What you have to do » Find the line with "x=523, y=755" in the records below. Output exactly from there until after the line with "x=110, y=36", without pictures.

Record excerpts »
※ ※ ※

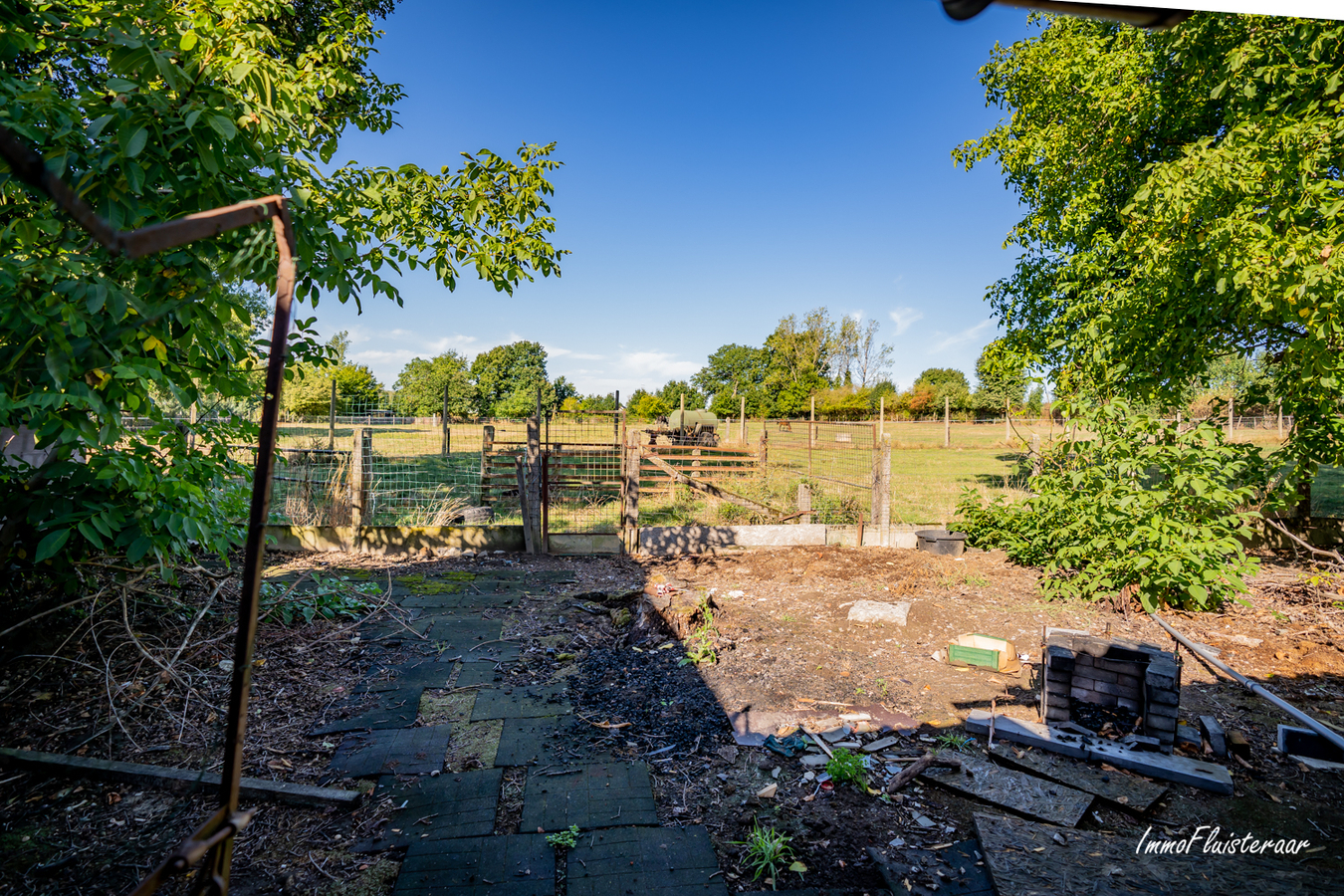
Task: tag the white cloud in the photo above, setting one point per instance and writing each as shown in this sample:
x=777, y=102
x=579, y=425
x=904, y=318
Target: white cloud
x=968, y=335
x=905, y=319
x=655, y=365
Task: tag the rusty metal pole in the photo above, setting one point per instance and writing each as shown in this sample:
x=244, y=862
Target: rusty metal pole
x=218, y=861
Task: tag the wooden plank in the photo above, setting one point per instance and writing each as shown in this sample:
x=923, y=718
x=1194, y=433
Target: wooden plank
x=134, y=773
x=1116, y=787
x=1179, y=770
x=723, y=495
x=1013, y=790
x=1027, y=860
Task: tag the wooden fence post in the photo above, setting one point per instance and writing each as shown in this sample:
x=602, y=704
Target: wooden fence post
x=533, y=516
x=630, y=499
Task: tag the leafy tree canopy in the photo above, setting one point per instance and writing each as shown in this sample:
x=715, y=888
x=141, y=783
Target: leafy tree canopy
x=1185, y=198
x=506, y=369
x=154, y=111
x=944, y=383
x=1003, y=376
x=419, y=385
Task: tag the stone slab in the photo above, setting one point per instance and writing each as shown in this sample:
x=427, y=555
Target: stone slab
x=1116, y=787
x=1013, y=790
x=399, y=751
x=1025, y=860
x=963, y=866
x=523, y=703
x=373, y=711
x=422, y=673
x=594, y=795
x=442, y=807
x=513, y=865
x=648, y=861
x=878, y=611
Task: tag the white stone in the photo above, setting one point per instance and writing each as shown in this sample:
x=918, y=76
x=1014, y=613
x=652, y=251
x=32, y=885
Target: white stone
x=875, y=611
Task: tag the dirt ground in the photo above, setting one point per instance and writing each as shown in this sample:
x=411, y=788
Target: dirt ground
x=775, y=641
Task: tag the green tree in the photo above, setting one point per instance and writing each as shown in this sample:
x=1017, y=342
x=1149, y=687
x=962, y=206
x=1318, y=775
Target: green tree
x=944, y=383
x=1185, y=200
x=504, y=371
x=1003, y=376
x=157, y=111
x=419, y=385
x=649, y=407
x=734, y=371
x=675, y=389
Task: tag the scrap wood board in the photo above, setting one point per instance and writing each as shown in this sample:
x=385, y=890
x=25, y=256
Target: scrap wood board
x=1013, y=790
x=1116, y=787
x=1025, y=860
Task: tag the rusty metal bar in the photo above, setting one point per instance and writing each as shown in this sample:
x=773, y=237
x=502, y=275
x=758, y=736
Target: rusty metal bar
x=215, y=838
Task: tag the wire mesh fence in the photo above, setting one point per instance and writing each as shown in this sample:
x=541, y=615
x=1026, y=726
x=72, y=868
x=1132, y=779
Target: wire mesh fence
x=382, y=469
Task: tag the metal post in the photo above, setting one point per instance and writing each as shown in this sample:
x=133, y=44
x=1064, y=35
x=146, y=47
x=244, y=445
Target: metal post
x=812, y=431
x=361, y=449
x=448, y=445
x=886, y=492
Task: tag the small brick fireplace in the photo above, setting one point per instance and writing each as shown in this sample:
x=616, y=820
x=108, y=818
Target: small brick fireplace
x=1139, y=677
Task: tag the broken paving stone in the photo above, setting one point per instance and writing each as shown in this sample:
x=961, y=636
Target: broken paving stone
x=836, y=734
x=876, y=611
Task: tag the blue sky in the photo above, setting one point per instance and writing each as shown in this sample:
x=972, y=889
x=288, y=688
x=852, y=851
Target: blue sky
x=725, y=164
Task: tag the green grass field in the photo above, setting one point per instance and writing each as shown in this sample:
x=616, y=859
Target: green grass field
x=413, y=480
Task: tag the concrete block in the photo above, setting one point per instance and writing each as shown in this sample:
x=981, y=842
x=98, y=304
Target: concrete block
x=1217, y=738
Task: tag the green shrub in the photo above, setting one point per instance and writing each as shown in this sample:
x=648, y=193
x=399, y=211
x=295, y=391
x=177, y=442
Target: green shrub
x=327, y=599
x=1132, y=501
x=845, y=768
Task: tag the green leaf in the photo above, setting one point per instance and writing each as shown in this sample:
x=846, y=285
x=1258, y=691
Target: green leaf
x=51, y=543
x=136, y=144
x=97, y=125
x=223, y=126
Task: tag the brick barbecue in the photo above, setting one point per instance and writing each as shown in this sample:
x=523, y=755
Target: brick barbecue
x=1139, y=677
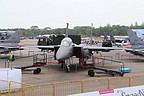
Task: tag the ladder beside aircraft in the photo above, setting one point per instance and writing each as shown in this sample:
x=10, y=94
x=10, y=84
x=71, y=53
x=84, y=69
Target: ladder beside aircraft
x=120, y=72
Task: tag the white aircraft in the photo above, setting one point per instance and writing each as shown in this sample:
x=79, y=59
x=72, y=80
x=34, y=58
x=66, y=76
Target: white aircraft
x=67, y=49
x=12, y=43
x=137, y=43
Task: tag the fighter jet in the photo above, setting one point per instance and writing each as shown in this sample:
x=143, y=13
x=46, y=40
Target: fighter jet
x=12, y=43
x=67, y=49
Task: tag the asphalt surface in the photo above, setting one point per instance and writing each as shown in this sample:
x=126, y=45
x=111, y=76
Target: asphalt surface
x=54, y=73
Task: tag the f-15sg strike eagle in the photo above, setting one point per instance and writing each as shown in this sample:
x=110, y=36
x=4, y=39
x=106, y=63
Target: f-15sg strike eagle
x=67, y=49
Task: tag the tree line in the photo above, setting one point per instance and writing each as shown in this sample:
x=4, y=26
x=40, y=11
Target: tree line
x=81, y=30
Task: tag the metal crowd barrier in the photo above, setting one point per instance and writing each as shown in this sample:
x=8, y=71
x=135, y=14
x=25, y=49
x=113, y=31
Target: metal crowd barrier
x=70, y=87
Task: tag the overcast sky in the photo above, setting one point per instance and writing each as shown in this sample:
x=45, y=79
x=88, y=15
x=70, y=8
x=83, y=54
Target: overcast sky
x=56, y=13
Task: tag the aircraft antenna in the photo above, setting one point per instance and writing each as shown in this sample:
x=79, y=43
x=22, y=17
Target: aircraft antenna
x=91, y=34
x=66, y=35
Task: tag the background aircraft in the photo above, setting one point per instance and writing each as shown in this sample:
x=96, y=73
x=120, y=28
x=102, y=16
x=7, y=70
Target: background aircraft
x=12, y=43
x=137, y=43
x=67, y=49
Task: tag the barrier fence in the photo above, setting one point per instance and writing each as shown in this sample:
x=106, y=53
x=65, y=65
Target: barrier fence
x=8, y=88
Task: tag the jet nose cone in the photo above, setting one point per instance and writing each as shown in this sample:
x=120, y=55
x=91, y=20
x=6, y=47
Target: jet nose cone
x=62, y=54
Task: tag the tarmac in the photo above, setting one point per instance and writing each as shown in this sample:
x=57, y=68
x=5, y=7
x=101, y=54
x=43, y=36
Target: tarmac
x=54, y=73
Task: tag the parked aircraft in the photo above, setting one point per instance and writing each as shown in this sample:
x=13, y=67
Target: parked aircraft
x=137, y=43
x=12, y=43
x=67, y=49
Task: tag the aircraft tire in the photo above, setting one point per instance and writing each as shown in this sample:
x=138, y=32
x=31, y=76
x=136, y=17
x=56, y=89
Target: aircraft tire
x=37, y=71
x=91, y=73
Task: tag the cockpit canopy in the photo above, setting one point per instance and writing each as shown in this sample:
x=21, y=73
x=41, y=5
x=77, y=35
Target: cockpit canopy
x=66, y=42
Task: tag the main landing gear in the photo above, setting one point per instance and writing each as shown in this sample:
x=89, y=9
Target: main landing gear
x=66, y=65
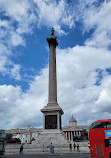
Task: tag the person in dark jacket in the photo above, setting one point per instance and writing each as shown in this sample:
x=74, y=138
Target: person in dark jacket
x=21, y=149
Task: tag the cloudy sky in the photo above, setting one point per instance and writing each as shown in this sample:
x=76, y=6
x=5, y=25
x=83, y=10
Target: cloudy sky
x=83, y=30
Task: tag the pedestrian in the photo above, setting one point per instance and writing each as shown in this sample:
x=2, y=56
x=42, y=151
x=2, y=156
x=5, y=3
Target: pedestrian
x=70, y=146
x=77, y=147
x=51, y=148
x=74, y=146
x=21, y=149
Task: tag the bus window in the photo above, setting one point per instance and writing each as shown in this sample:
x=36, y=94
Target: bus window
x=101, y=125
x=100, y=139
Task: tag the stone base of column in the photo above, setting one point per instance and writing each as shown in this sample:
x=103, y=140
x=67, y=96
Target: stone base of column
x=46, y=137
x=52, y=116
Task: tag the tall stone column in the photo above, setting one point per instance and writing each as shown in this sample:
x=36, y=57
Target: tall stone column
x=52, y=112
x=52, y=98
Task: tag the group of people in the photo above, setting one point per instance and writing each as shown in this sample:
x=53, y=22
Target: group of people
x=70, y=145
x=52, y=148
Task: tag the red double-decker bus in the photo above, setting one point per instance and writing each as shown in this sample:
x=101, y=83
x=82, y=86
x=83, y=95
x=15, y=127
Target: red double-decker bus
x=100, y=139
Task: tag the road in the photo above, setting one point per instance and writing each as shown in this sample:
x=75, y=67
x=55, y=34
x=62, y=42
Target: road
x=49, y=156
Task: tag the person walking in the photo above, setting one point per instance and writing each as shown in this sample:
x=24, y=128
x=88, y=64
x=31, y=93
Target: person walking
x=70, y=146
x=74, y=146
x=21, y=149
x=51, y=148
x=77, y=147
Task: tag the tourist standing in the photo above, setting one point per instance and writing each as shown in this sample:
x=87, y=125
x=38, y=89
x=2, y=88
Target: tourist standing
x=70, y=146
x=21, y=149
x=74, y=146
x=51, y=148
x=77, y=147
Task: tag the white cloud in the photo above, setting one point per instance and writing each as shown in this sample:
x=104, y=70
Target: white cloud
x=78, y=93
x=54, y=14
x=97, y=18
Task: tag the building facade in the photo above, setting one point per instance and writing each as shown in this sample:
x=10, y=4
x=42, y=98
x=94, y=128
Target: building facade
x=73, y=132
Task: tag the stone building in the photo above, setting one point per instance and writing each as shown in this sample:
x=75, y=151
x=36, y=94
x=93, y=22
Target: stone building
x=75, y=132
x=72, y=132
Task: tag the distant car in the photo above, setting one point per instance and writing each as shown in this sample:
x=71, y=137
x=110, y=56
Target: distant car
x=14, y=140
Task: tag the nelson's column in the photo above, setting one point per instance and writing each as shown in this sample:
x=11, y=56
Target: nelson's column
x=52, y=112
x=52, y=132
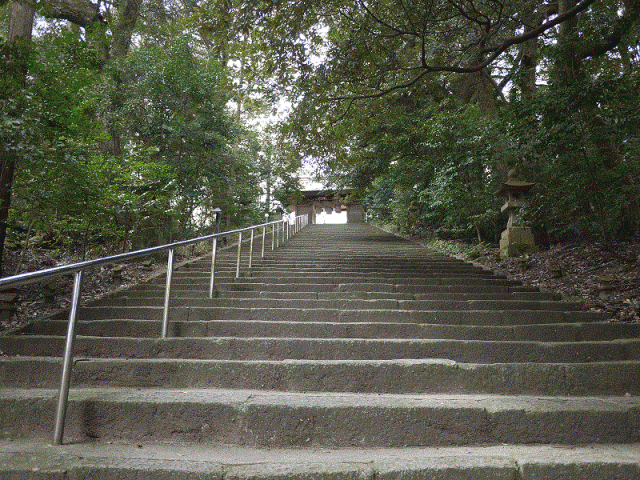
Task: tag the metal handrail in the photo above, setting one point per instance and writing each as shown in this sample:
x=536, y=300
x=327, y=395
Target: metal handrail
x=77, y=269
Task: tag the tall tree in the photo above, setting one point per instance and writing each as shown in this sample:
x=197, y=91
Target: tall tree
x=15, y=65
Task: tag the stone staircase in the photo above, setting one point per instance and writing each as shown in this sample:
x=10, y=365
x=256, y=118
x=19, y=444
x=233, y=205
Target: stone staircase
x=348, y=353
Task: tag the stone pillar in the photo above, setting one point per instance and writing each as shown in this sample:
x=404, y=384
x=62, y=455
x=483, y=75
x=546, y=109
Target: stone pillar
x=355, y=213
x=517, y=239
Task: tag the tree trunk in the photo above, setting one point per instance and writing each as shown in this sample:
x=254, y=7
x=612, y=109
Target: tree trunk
x=20, y=28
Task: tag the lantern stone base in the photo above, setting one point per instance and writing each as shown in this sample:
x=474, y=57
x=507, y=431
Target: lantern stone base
x=516, y=241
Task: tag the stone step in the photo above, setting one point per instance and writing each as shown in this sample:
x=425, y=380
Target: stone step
x=241, y=284
x=149, y=461
x=268, y=348
x=158, y=293
x=450, y=317
x=260, y=418
x=409, y=376
x=348, y=304
x=339, y=278
x=563, y=332
x=389, y=270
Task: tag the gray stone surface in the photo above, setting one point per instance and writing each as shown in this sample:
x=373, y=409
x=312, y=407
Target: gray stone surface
x=347, y=354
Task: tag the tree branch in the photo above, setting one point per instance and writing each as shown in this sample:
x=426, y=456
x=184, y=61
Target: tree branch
x=80, y=12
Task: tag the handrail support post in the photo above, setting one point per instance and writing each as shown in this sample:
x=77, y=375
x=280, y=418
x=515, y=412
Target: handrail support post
x=239, y=255
x=67, y=363
x=167, y=294
x=213, y=266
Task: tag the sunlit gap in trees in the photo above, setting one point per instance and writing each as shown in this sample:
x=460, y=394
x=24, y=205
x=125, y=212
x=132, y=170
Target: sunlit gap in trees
x=332, y=218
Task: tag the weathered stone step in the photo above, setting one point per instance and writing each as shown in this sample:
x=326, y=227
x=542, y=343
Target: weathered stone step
x=350, y=304
x=243, y=285
x=566, y=332
x=301, y=277
x=449, y=317
x=383, y=269
x=356, y=376
x=276, y=419
x=148, y=461
x=228, y=348
x=158, y=293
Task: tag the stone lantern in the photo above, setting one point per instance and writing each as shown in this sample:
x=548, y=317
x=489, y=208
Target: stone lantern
x=516, y=239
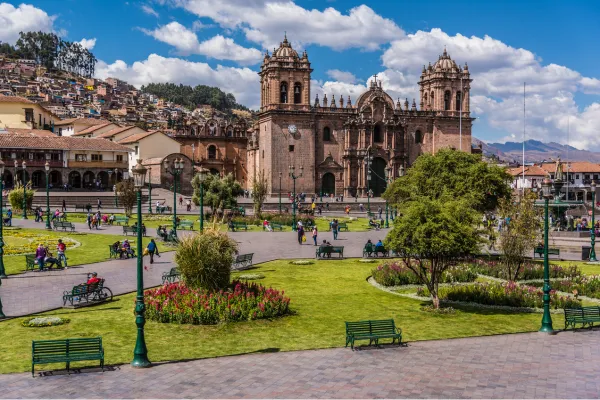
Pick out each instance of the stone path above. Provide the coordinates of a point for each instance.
(531, 365)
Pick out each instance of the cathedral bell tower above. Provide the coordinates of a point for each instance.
(285, 79)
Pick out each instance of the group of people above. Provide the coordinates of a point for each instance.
(45, 259)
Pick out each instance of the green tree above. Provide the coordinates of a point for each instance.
(260, 189)
(127, 195)
(219, 193)
(522, 233)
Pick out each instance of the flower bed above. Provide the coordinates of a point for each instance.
(528, 271)
(243, 301)
(396, 274)
(501, 294)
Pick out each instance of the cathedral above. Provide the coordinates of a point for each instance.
(350, 148)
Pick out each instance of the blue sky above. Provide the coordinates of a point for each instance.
(549, 44)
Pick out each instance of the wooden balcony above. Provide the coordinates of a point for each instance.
(98, 164)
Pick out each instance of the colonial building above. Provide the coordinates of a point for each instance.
(338, 142)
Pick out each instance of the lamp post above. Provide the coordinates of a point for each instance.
(47, 168)
(546, 319)
(2, 271)
(388, 178)
(140, 352)
(593, 233)
(294, 177)
(175, 171)
(280, 174)
(149, 190)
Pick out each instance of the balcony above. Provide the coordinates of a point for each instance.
(98, 164)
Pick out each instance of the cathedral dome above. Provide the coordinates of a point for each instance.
(445, 63)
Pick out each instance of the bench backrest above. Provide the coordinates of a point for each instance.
(66, 346)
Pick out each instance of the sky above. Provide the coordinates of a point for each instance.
(549, 45)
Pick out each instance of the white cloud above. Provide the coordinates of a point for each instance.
(218, 47)
(264, 22)
(149, 10)
(343, 76)
(87, 43)
(22, 19)
(243, 83)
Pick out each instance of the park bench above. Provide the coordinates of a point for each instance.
(373, 330)
(243, 261)
(540, 252)
(326, 251)
(236, 226)
(119, 219)
(84, 294)
(63, 225)
(186, 225)
(582, 315)
(370, 250)
(171, 276)
(67, 351)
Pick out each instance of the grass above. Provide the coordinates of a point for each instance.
(323, 296)
(94, 247)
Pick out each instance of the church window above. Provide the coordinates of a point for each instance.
(297, 93)
(283, 93)
(418, 137)
(377, 134)
(212, 152)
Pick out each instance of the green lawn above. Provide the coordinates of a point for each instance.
(323, 296)
(94, 247)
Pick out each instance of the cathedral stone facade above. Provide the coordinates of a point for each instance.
(348, 149)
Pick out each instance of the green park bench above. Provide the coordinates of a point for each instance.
(326, 251)
(30, 263)
(243, 261)
(236, 226)
(64, 225)
(67, 351)
(540, 252)
(582, 315)
(84, 294)
(370, 250)
(186, 225)
(171, 276)
(119, 219)
(373, 330)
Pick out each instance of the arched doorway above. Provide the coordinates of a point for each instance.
(378, 184)
(328, 183)
(38, 179)
(75, 179)
(88, 180)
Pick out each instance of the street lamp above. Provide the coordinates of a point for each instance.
(593, 233)
(175, 171)
(294, 177)
(546, 319)
(388, 178)
(140, 353)
(47, 168)
(202, 174)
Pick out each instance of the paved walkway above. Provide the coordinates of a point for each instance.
(531, 365)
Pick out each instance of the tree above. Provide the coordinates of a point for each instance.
(521, 234)
(127, 195)
(431, 235)
(219, 193)
(260, 189)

※ ※ ※

Completed task »
x=523, y=755
Target: brick barbecue
x=1139, y=677
Task: tag the ladder beside aircraft in the photo above, setting one point per instance and writing each as shown in this sample:
x=10, y=94
x=10, y=84
x=71, y=53
x=84, y=69
Target: ladder beside aircraft
x=120, y=72
Task: tag the white aircraft in the photo above, setting one point per instance and writing each as shown in this sample:
x=79, y=59
x=72, y=80
x=34, y=58
x=66, y=76
Target: white aircraft
x=67, y=49
x=12, y=43
x=137, y=43
Task: tag the fighter jet in the photo above, setting one point per instance and writing each as shown in this sample:
x=143, y=13
x=46, y=40
Target: fighter jet
x=12, y=43
x=67, y=49
Task: tag the asphalt surface in the photo above, setting one point per instance and writing each as shown in this sample:
x=126, y=45
x=111, y=76
Target: asphalt surface
x=54, y=73
Task: tag the f-15sg strike eagle in the photo above, setting one point per instance and writing each as shown in this sample:
x=110, y=36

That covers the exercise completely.